Your instructions
Search through the entries for the word "outline" and copy every line that has it.

Stored entries
□ □ □ □
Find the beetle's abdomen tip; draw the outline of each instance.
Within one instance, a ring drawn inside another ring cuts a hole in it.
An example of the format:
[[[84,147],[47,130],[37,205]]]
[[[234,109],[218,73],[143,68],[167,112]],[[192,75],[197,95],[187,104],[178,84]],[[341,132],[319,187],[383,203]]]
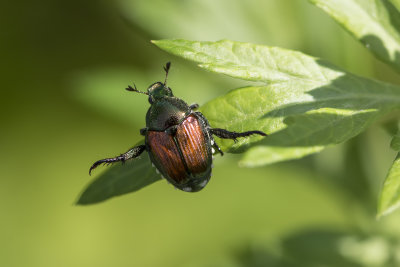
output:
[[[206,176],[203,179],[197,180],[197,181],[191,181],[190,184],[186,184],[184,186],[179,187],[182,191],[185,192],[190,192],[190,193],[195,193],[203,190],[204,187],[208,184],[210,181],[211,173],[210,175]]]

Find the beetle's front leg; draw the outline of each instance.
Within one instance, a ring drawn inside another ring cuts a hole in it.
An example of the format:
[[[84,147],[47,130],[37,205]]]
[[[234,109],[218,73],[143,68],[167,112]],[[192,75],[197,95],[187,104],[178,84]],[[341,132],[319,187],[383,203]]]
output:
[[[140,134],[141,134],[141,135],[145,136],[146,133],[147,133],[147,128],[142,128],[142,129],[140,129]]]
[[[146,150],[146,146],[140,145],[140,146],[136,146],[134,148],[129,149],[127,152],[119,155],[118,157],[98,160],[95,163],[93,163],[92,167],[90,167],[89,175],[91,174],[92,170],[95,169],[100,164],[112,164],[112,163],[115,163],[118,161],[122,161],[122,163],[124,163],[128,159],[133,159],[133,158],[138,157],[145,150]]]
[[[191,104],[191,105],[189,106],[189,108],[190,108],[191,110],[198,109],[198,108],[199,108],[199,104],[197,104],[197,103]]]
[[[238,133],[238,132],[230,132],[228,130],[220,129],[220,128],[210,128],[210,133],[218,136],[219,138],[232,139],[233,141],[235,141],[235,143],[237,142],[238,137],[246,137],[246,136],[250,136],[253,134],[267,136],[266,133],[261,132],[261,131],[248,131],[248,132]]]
□ □ □ □
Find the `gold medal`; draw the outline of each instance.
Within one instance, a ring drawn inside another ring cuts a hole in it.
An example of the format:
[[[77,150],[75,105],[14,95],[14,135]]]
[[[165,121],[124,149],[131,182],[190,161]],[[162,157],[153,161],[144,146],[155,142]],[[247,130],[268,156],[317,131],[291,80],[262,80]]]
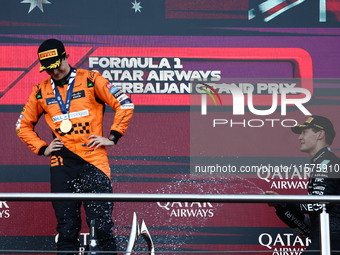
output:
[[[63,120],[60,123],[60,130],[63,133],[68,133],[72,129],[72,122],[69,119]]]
□ □ □ □
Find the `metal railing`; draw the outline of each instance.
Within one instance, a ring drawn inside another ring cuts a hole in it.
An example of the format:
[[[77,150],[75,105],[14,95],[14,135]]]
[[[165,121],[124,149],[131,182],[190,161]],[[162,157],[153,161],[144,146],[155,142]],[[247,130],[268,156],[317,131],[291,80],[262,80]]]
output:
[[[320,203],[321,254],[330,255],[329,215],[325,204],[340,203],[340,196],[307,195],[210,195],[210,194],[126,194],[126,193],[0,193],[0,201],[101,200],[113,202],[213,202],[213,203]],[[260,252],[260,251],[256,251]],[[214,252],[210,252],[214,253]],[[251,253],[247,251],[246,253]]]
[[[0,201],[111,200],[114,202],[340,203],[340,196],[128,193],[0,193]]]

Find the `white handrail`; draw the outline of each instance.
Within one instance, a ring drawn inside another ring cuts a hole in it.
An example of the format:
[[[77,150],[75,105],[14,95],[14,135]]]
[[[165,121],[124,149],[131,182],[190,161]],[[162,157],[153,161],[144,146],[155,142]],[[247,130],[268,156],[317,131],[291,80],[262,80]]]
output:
□ □ □ □
Response to this exercise
Find the beetle's abdomen tip; draw the outline of each instance.
Find the beetle's front leg; draw the outline of each instance.
Find the `gold medal`; draw the outline of each instance.
Find the `metal railing`; draw the outline of each instance.
Find the `white handrail`; draw the outline of each instance.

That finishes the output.